• [Your objective] Locate every line in the rows below that contains the word "building", and copy each of those lines.

:: Record list ::

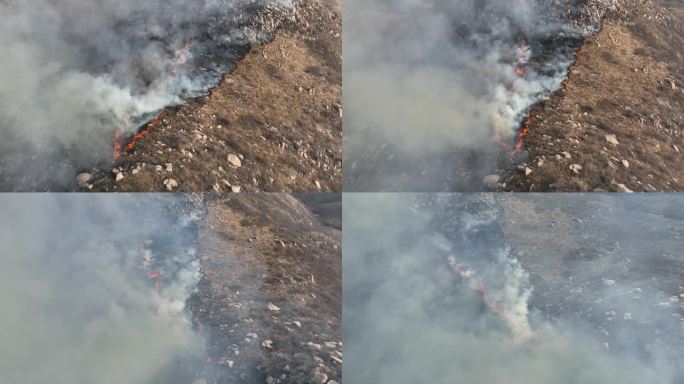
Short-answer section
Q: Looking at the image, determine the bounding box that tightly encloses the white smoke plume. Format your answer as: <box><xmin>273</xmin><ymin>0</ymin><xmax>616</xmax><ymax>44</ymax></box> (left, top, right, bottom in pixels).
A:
<box><xmin>343</xmin><ymin>0</ymin><xmax>608</xmax><ymax>192</ymax></box>
<box><xmin>0</xmin><ymin>195</ymin><xmax>201</xmax><ymax>384</ymax></box>
<box><xmin>343</xmin><ymin>194</ymin><xmax>676</xmax><ymax>384</ymax></box>
<box><xmin>0</xmin><ymin>0</ymin><xmax>288</xmax><ymax>190</ymax></box>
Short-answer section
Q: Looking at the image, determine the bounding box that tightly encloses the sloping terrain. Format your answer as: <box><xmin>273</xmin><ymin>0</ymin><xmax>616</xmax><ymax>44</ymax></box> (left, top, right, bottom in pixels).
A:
<box><xmin>502</xmin><ymin>0</ymin><xmax>684</xmax><ymax>192</ymax></box>
<box><xmin>191</xmin><ymin>193</ymin><xmax>342</xmax><ymax>384</ymax></box>
<box><xmin>87</xmin><ymin>0</ymin><xmax>342</xmax><ymax>192</ymax></box>
<box><xmin>499</xmin><ymin>194</ymin><xmax>684</xmax><ymax>376</ymax></box>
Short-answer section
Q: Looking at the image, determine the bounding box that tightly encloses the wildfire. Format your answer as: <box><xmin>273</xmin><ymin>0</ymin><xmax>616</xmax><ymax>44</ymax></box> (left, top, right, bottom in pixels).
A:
<box><xmin>169</xmin><ymin>42</ymin><xmax>190</xmax><ymax>75</ymax></box>
<box><xmin>447</xmin><ymin>256</ymin><xmax>503</xmax><ymax>318</ymax></box>
<box><xmin>510</xmin><ymin>111</ymin><xmax>537</xmax><ymax>158</ymax></box>
<box><xmin>114</xmin><ymin>112</ymin><xmax>164</xmax><ymax>160</ymax></box>
<box><xmin>561</xmin><ymin>48</ymin><xmax>581</xmax><ymax>89</ymax></box>
<box><xmin>138</xmin><ymin>244</ymin><xmax>164</xmax><ymax>292</ymax></box>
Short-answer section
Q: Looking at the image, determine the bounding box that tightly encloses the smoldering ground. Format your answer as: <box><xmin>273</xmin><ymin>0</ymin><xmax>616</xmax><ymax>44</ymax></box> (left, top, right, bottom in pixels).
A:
<box><xmin>0</xmin><ymin>194</ymin><xmax>202</xmax><ymax>384</ymax></box>
<box><xmin>343</xmin><ymin>194</ymin><xmax>682</xmax><ymax>384</ymax></box>
<box><xmin>343</xmin><ymin>0</ymin><xmax>612</xmax><ymax>191</ymax></box>
<box><xmin>0</xmin><ymin>0</ymin><xmax>288</xmax><ymax>190</ymax></box>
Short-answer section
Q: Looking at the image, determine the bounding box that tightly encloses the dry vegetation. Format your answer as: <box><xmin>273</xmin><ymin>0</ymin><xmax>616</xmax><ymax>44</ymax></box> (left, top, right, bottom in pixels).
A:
<box><xmin>87</xmin><ymin>0</ymin><xmax>342</xmax><ymax>192</ymax></box>
<box><xmin>504</xmin><ymin>0</ymin><xmax>684</xmax><ymax>192</ymax></box>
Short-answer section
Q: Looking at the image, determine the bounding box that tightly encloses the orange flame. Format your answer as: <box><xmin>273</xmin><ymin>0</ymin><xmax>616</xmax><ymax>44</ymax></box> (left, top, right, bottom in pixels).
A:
<box><xmin>113</xmin><ymin>129</ymin><xmax>123</xmax><ymax>160</ymax></box>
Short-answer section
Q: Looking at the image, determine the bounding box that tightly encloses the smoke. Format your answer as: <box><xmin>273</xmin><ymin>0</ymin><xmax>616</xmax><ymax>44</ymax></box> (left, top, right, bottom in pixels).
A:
<box><xmin>0</xmin><ymin>195</ymin><xmax>201</xmax><ymax>384</ymax></box>
<box><xmin>0</xmin><ymin>0</ymin><xmax>289</xmax><ymax>190</ymax></box>
<box><xmin>343</xmin><ymin>194</ymin><xmax>676</xmax><ymax>384</ymax></box>
<box><xmin>343</xmin><ymin>0</ymin><xmax>608</xmax><ymax>191</ymax></box>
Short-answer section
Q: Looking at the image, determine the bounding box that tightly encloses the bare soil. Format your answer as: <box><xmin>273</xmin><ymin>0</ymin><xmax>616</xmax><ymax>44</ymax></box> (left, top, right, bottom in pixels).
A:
<box><xmin>192</xmin><ymin>193</ymin><xmax>342</xmax><ymax>384</ymax></box>
<box><xmin>503</xmin><ymin>0</ymin><xmax>684</xmax><ymax>192</ymax></box>
<box><xmin>87</xmin><ymin>0</ymin><xmax>342</xmax><ymax>192</ymax></box>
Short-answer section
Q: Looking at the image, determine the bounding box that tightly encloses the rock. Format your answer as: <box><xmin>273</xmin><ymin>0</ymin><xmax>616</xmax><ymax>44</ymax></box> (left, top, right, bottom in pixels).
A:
<box><xmin>482</xmin><ymin>175</ymin><xmax>501</xmax><ymax>190</ymax></box>
<box><xmin>228</xmin><ymin>153</ymin><xmax>242</xmax><ymax>168</ymax></box>
<box><xmin>76</xmin><ymin>172</ymin><xmax>93</xmax><ymax>188</ymax></box>
<box><xmin>306</xmin><ymin>341</ymin><xmax>322</xmax><ymax>351</ymax></box>
<box><xmin>164</xmin><ymin>179</ymin><xmax>178</xmax><ymax>191</ymax></box>
<box><xmin>606</xmin><ymin>135</ymin><xmax>620</xmax><ymax>145</ymax></box>
<box><xmin>614</xmin><ymin>183</ymin><xmax>634</xmax><ymax>193</ymax></box>
<box><xmin>313</xmin><ymin>372</ymin><xmax>328</xmax><ymax>384</ymax></box>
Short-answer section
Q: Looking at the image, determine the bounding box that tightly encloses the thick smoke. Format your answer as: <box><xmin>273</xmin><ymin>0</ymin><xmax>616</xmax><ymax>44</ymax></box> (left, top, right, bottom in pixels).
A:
<box><xmin>343</xmin><ymin>194</ymin><xmax>676</xmax><ymax>384</ymax></box>
<box><xmin>0</xmin><ymin>195</ymin><xmax>201</xmax><ymax>384</ymax></box>
<box><xmin>343</xmin><ymin>0</ymin><xmax>608</xmax><ymax>191</ymax></box>
<box><xmin>0</xmin><ymin>0</ymin><xmax>290</xmax><ymax>190</ymax></box>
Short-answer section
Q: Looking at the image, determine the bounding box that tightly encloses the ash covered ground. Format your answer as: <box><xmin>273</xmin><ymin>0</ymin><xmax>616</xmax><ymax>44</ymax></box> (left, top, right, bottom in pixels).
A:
<box><xmin>499</xmin><ymin>0</ymin><xmax>684</xmax><ymax>192</ymax></box>
<box><xmin>0</xmin><ymin>194</ymin><xmax>342</xmax><ymax>384</ymax></box>
<box><xmin>0</xmin><ymin>0</ymin><xmax>342</xmax><ymax>192</ymax></box>
<box><xmin>344</xmin><ymin>0</ymin><xmax>682</xmax><ymax>192</ymax></box>
<box><xmin>343</xmin><ymin>194</ymin><xmax>684</xmax><ymax>384</ymax></box>
<box><xmin>87</xmin><ymin>0</ymin><xmax>342</xmax><ymax>192</ymax></box>
<box><xmin>190</xmin><ymin>194</ymin><xmax>342</xmax><ymax>384</ymax></box>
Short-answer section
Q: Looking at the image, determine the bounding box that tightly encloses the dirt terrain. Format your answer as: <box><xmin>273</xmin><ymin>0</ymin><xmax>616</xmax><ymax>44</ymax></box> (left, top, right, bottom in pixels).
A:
<box><xmin>499</xmin><ymin>194</ymin><xmax>684</xmax><ymax>374</ymax></box>
<box><xmin>502</xmin><ymin>0</ymin><xmax>684</xmax><ymax>192</ymax></box>
<box><xmin>191</xmin><ymin>193</ymin><xmax>342</xmax><ymax>384</ymax></box>
<box><xmin>86</xmin><ymin>0</ymin><xmax>342</xmax><ymax>192</ymax></box>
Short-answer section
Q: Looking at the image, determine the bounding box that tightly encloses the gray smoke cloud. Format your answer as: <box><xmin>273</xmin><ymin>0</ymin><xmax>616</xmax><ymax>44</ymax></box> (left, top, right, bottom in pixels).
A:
<box><xmin>343</xmin><ymin>0</ymin><xmax>612</xmax><ymax>192</ymax></box>
<box><xmin>343</xmin><ymin>194</ymin><xmax>681</xmax><ymax>384</ymax></box>
<box><xmin>0</xmin><ymin>0</ymin><xmax>289</xmax><ymax>190</ymax></box>
<box><xmin>0</xmin><ymin>194</ymin><xmax>201</xmax><ymax>384</ymax></box>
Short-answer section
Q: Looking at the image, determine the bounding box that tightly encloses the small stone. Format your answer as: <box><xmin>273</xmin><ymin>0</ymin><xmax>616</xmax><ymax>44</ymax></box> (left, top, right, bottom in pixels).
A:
<box><xmin>313</xmin><ymin>372</ymin><xmax>328</xmax><ymax>384</ymax></box>
<box><xmin>228</xmin><ymin>153</ymin><xmax>242</xmax><ymax>168</ymax></box>
<box><xmin>482</xmin><ymin>175</ymin><xmax>501</xmax><ymax>190</ymax></box>
<box><xmin>615</xmin><ymin>183</ymin><xmax>634</xmax><ymax>193</ymax></box>
<box><xmin>76</xmin><ymin>172</ymin><xmax>93</xmax><ymax>188</ymax></box>
<box><xmin>606</xmin><ymin>135</ymin><xmax>620</xmax><ymax>145</ymax></box>
<box><xmin>164</xmin><ymin>179</ymin><xmax>178</xmax><ymax>191</ymax></box>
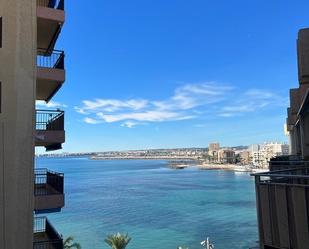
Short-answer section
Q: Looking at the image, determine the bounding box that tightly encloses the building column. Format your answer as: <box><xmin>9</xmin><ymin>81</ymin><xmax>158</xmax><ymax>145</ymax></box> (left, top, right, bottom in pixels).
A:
<box><xmin>299</xmin><ymin>113</ymin><xmax>309</xmax><ymax>159</ymax></box>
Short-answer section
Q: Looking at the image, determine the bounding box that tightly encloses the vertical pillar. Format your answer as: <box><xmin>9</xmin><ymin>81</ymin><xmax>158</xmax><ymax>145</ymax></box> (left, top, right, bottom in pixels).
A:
<box><xmin>0</xmin><ymin>0</ymin><xmax>36</xmax><ymax>249</ymax></box>
<box><xmin>299</xmin><ymin>113</ymin><xmax>309</xmax><ymax>159</ymax></box>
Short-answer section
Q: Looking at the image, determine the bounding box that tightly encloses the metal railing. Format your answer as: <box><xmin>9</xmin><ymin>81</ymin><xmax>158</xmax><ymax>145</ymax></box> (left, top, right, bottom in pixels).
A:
<box><xmin>33</xmin><ymin>217</ymin><xmax>63</xmax><ymax>249</ymax></box>
<box><xmin>34</xmin><ymin>169</ymin><xmax>64</xmax><ymax>196</ymax></box>
<box><xmin>37</xmin><ymin>0</ymin><xmax>64</xmax><ymax>10</ymax></box>
<box><xmin>36</xmin><ymin>110</ymin><xmax>64</xmax><ymax>131</ymax></box>
<box><xmin>252</xmin><ymin>166</ymin><xmax>309</xmax><ymax>187</ymax></box>
<box><xmin>36</xmin><ymin>48</ymin><xmax>64</xmax><ymax>69</ymax></box>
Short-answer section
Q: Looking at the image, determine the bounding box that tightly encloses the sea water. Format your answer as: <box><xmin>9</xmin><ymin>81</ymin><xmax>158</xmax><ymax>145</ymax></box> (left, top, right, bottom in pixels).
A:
<box><xmin>36</xmin><ymin>158</ymin><xmax>258</xmax><ymax>249</ymax></box>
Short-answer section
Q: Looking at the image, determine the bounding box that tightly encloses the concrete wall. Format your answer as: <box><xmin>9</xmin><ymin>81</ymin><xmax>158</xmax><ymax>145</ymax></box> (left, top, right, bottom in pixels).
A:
<box><xmin>297</xmin><ymin>29</ymin><xmax>309</xmax><ymax>84</ymax></box>
<box><xmin>0</xmin><ymin>0</ymin><xmax>36</xmax><ymax>249</ymax></box>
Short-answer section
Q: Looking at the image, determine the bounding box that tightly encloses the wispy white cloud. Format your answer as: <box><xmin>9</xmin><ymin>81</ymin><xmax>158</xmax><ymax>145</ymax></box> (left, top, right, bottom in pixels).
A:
<box><xmin>74</xmin><ymin>82</ymin><xmax>285</xmax><ymax>128</ymax></box>
<box><xmin>121</xmin><ymin>121</ymin><xmax>138</xmax><ymax>128</ymax></box>
<box><xmin>35</xmin><ymin>100</ymin><xmax>68</xmax><ymax>108</ymax></box>
<box><xmin>218</xmin><ymin>89</ymin><xmax>287</xmax><ymax>117</ymax></box>
<box><xmin>84</xmin><ymin>117</ymin><xmax>100</xmax><ymax>124</ymax></box>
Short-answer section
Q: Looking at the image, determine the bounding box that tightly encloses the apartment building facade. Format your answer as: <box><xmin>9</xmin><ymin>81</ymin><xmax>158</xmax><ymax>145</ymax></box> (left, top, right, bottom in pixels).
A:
<box><xmin>254</xmin><ymin>29</ymin><xmax>309</xmax><ymax>249</ymax></box>
<box><xmin>0</xmin><ymin>0</ymin><xmax>65</xmax><ymax>249</ymax></box>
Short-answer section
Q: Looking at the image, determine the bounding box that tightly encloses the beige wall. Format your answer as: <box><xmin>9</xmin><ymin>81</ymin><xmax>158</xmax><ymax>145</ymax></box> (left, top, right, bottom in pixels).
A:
<box><xmin>0</xmin><ymin>0</ymin><xmax>36</xmax><ymax>249</ymax></box>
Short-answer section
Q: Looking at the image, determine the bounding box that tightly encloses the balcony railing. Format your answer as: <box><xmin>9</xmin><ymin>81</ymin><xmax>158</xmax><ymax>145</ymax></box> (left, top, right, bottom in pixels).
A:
<box><xmin>36</xmin><ymin>49</ymin><xmax>64</xmax><ymax>69</ymax></box>
<box><xmin>269</xmin><ymin>155</ymin><xmax>309</xmax><ymax>171</ymax></box>
<box><xmin>34</xmin><ymin>169</ymin><xmax>64</xmax><ymax>196</ymax></box>
<box><xmin>33</xmin><ymin>217</ymin><xmax>63</xmax><ymax>249</ymax></box>
<box><xmin>253</xmin><ymin>166</ymin><xmax>309</xmax><ymax>187</ymax></box>
<box><xmin>36</xmin><ymin>110</ymin><xmax>64</xmax><ymax>131</ymax></box>
<box><xmin>253</xmin><ymin>165</ymin><xmax>309</xmax><ymax>249</ymax></box>
<box><xmin>37</xmin><ymin>0</ymin><xmax>64</xmax><ymax>10</ymax></box>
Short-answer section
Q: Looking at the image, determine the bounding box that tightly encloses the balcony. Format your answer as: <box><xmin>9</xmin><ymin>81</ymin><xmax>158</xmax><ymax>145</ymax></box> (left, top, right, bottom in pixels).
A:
<box><xmin>35</xmin><ymin>110</ymin><xmax>65</xmax><ymax>151</ymax></box>
<box><xmin>36</xmin><ymin>49</ymin><xmax>65</xmax><ymax>102</ymax></box>
<box><xmin>37</xmin><ymin>0</ymin><xmax>65</xmax><ymax>50</ymax></box>
<box><xmin>269</xmin><ymin>158</ymin><xmax>302</xmax><ymax>171</ymax></box>
<box><xmin>33</xmin><ymin>217</ymin><xmax>63</xmax><ymax>249</ymax></box>
<box><xmin>34</xmin><ymin>169</ymin><xmax>64</xmax><ymax>213</ymax></box>
<box><xmin>254</xmin><ymin>165</ymin><xmax>309</xmax><ymax>249</ymax></box>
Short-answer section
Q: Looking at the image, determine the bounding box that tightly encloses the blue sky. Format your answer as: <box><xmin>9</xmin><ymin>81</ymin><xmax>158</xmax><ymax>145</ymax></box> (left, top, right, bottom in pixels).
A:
<box><xmin>36</xmin><ymin>0</ymin><xmax>309</xmax><ymax>152</ymax></box>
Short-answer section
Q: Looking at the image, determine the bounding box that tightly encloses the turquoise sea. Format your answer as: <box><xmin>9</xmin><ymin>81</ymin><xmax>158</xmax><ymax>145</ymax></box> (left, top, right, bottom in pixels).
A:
<box><xmin>36</xmin><ymin>158</ymin><xmax>258</xmax><ymax>249</ymax></box>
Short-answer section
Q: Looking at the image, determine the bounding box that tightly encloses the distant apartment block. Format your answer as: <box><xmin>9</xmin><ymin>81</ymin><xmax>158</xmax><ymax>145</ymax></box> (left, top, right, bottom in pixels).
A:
<box><xmin>218</xmin><ymin>149</ymin><xmax>236</xmax><ymax>163</ymax></box>
<box><xmin>0</xmin><ymin>0</ymin><xmax>65</xmax><ymax>249</ymax></box>
<box><xmin>248</xmin><ymin>142</ymin><xmax>289</xmax><ymax>168</ymax></box>
<box><xmin>254</xmin><ymin>29</ymin><xmax>309</xmax><ymax>249</ymax></box>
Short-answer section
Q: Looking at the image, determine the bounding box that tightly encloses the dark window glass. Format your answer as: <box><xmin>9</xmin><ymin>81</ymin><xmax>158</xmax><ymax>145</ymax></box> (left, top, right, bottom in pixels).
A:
<box><xmin>0</xmin><ymin>16</ymin><xmax>2</xmax><ymax>48</ymax></box>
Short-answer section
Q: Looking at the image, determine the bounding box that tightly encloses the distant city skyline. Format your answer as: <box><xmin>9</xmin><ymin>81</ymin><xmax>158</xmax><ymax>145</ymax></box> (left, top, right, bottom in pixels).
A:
<box><xmin>37</xmin><ymin>0</ymin><xmax>309</xmax><ymax>152</ymax></box>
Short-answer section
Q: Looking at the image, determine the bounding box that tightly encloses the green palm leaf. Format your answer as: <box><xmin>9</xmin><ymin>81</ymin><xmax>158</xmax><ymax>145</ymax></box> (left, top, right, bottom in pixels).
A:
<box><xmin>105</xmin><ymin>233</ymin><xmax>131</xmax><ymax>249</ymax></box>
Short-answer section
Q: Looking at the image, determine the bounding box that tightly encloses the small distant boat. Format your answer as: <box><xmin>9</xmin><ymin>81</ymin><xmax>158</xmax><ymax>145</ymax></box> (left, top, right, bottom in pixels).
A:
<box><xmin>251</xmin><ymin>168</ymin><xmax>269</xmax><ymax>173</ymax></box>
<box><xmin>234</xmin><ymin>166</ymin><xmax>250</xmax><ymax>172</ymax></box>
<box><xmin>201</xmin><ymin>237</ymin><xmax>215</xmax><ymax>249</ymax></box>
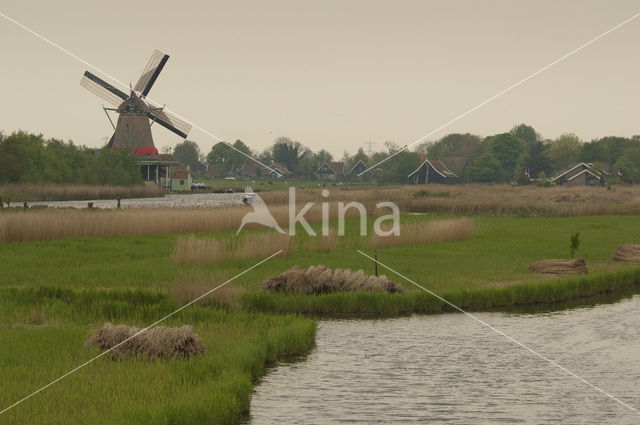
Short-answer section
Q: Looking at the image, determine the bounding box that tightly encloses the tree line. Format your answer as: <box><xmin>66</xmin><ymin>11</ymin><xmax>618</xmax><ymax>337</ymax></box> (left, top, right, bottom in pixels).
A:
<box><xmin>174</xmin><ymin>124</ymin><xmax>640</xmax><ymax>183</ymax></box>
<box><xmin>0</xmin><ymin>131</ymin><xmax>142</xmax><ymax>186</ymax></box>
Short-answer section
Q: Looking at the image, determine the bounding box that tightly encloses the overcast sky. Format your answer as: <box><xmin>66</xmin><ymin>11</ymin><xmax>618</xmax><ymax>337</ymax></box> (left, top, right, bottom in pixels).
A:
<box><xmin>0</xmin><ymin>0</ymin><xmax>640</xmax><ymax>157</ymax></box>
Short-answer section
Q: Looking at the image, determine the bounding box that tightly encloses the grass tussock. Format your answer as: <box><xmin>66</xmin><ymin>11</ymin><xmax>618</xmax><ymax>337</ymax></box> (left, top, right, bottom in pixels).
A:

:::

• [Written solution]
Q: Looking at the image, determine the bounding box that tightly encloses the building column. Format your answer as: <box><xmin>9</xmin><ymin>81</ymin><xmax>158</xmax><ymax>145</ymax></box> (left, top, right, bottom in pixels).
Q: Looking at the image, determine the bounding box that tightly encloses the apartment building facade. Format your answer as: <box><xmin>9</xmin><ymin>81</ymin><xmax>158</xmax><ymax>145</ymax></box> (left, top, right, bottom in pixels).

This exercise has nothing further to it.